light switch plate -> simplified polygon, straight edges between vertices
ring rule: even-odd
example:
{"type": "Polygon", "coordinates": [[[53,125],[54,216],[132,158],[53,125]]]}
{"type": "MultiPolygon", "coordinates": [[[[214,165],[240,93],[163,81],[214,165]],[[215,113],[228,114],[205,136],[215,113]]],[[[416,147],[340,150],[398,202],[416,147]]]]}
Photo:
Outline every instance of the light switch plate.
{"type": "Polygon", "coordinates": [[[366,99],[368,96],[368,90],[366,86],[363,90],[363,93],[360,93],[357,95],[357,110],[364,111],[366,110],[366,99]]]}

* * * * * * * * *

Extrayez toutes les lignes de la liste ci-dessus, s'il vous plaît, et recopiez-les à l'identique.

Résultat obtenu
light switch plate -> simplified polygon, straight edges between vertices
ring rule: even-odd
example:
{"type": "Polygon", "coordinates": [[[53,125],[54,216],[132,158],[53,125]]]}
{"type": "MultiPolygon", "coordinates": [[[[214,165],[240,93],[163,81],[214,165]],[[215,113],[228,114],[205,136],[215,113]]],[[[416,147],[340,150],[398,202],[416,147]]]]}
Photo:
Outline every instance of the light switch plate.
{"type": "Polygon", "coordinates": [[[366,99],[368,96],[368,90],[366,86],[363,90],[363,93],[360,93],[357,95],[357,110],[364,111],[366,110],[366,99]]]}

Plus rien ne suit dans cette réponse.